Esch versteht unter "Digitalität von Theater" eine neue Form von Theater, die den digitalen Raum nicht nur als Präsentationsplattform nutzt, sondern die der Sprache und dem veränderten Kommunikationsmodell von Social Media Rechnung trägt. Digitalität von Theater löst den Unterschied von Produzent und Rezipient zugunsten von Usern auf und macht Produktionen so zu Kollektiven in gemeinsamer Autorschaft.
Dieser Standpunkt klingt visionär, radikal oder vielleicht sogar auch naiv. Aber es sind solche pointierten Sichtweisen, die das Kompendium "Lernen aus dem Lockdown" für Theatermenschen und Kunstschaffende anderer Branchen sehr lesenswert machen, weil sie tatsächlich Zukünfte entwerfen, die man sich vorstellen kann und über die nicht nur diskutiert wird, sondern die in Teilen auch schon realisiert werden.

# # # # #

- Aufgaben:
[a] Fasse den Abschnitt über Digitalität von Theater in zwei Sätzen zusammen.
[b] Gib aus dem Abschnitt über Digitalität von Theater die Stelle wörtlich wieder, beginnend mit „Esch versteht unter“ und weiter bis einschließlich „schon realisiert werden.“.

Bildgestützte Grounding-Daten
# # # # #

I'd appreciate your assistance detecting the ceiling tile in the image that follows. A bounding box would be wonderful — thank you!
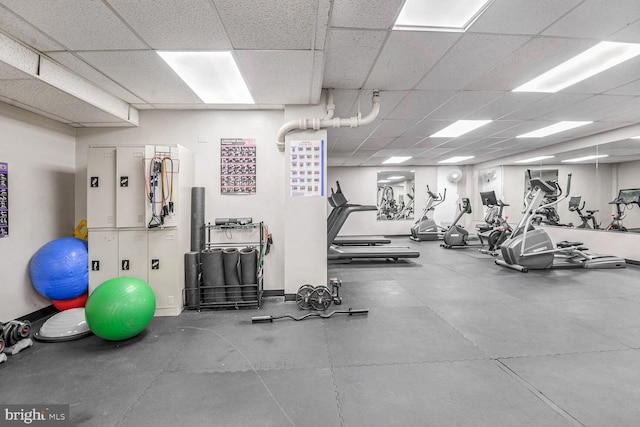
[543,0,640,40]
[322,29,388,90]
[2,0,146,50]
[365,31,460,90]
[107,0,231,50]
[465,92,547,120]
[371,119,417,138]
[47,52,143,104]
[467,0,582,35]
[416,34,529,90]
[235,50,313,104]
[388,90,457,119]
[427,91,504,120]
[502,93,590,121]
[537,95,632,121]
[0,79,129,125]
[80,51,202,104]
[467,37,596,90]
[0,4,63,51]
[213,0,318,50]
[331,0,403,30]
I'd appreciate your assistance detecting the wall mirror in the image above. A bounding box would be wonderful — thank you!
[377,170,415,221]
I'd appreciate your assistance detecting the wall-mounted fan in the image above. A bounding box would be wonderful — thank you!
[447,168,462,184]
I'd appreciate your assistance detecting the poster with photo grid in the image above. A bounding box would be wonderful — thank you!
[220,138,256,194]
[290,140,324,197]
[0,162,9,238]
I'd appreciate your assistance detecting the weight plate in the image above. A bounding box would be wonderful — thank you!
[296,284,315,310]
[309,286,333,310]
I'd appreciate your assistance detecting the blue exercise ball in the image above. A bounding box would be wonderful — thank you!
[29,237,89,300]
[84,276,156,341]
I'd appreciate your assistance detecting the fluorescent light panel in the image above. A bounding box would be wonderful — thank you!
[513,42,640,93]
[158,52,255,104]
[562,154,609,163]
[438,156,475,163]
[430,120,491,138]
[515,156,555,163]
[393,0,493,32]
[516,121,593,138]
[382,156,411,164]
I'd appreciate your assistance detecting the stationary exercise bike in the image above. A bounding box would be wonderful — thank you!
[495,174,626,273]
[569,196,600,230]
[409,185,447,242]
[440,197,482,249]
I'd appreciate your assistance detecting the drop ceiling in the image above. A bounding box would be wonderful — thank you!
[0,0,640,166]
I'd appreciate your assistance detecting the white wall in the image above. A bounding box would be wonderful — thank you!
[0,104,76,322]
[75,110,284,290]
[611,162,640,228]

# # # # #

- Deine Antworten:
[a] Esch versteht unter Digitalität von Theater eine neue Theaterform, die den digitalen Raum nicht nur als Präsentationsplattform nutzt, sondern der Sprache und dem Kommunikationsmodell von Social Media Rechnung trägt und den Unterschied von Produzent und Rezipient zugunsten von Usern auflöst, sodass Produktionen zu Kollektiven in gemeinsamer Autorschaft werden. Solche pointierten, vielleicht visionär, radikal oder naiv klingenden Sichtweisen machen das Kompendium „Lernen aus dem Lockdown“ für Theatermenschen und Kunstschaffende anderer Branchen sehr lesenswert, weil sie vorstellbare und teils schon realisierte Zukünfte entwerfen.

[b]
Esch versteht unter "Digitalität von Theater" eine neue Form von Theater, die den digitalen Raum nicht nur als Präsentationsplattform nutzt, sondern die der Sprache und dem veränderten Kommunikationsmodell von Social Media Rechnung trägt. Digitalität von Theater löst den Unterschied von Produzent und Rezipient zugunsten von Usern auf und macht Produktionen so zu Kollektiven in gemeinsamer Autorschaft.
Dieser Standpunkt klingt visionär, radikal oder vielleicht sogar auch naiv. Aber es sind solche pointierten Sichtweisen, die das Kompendium "Lernen aus dem Lockdown" für Theatermenschen und Kunstschaffende anderer Branchen sehr lesenswert machen, weil sie tatsächlich Zukünfte entwerfen, die man sich vorstellen kann und über die nicht nur diskutiert wird, sondern die in Teilen auch schon realisiert werden.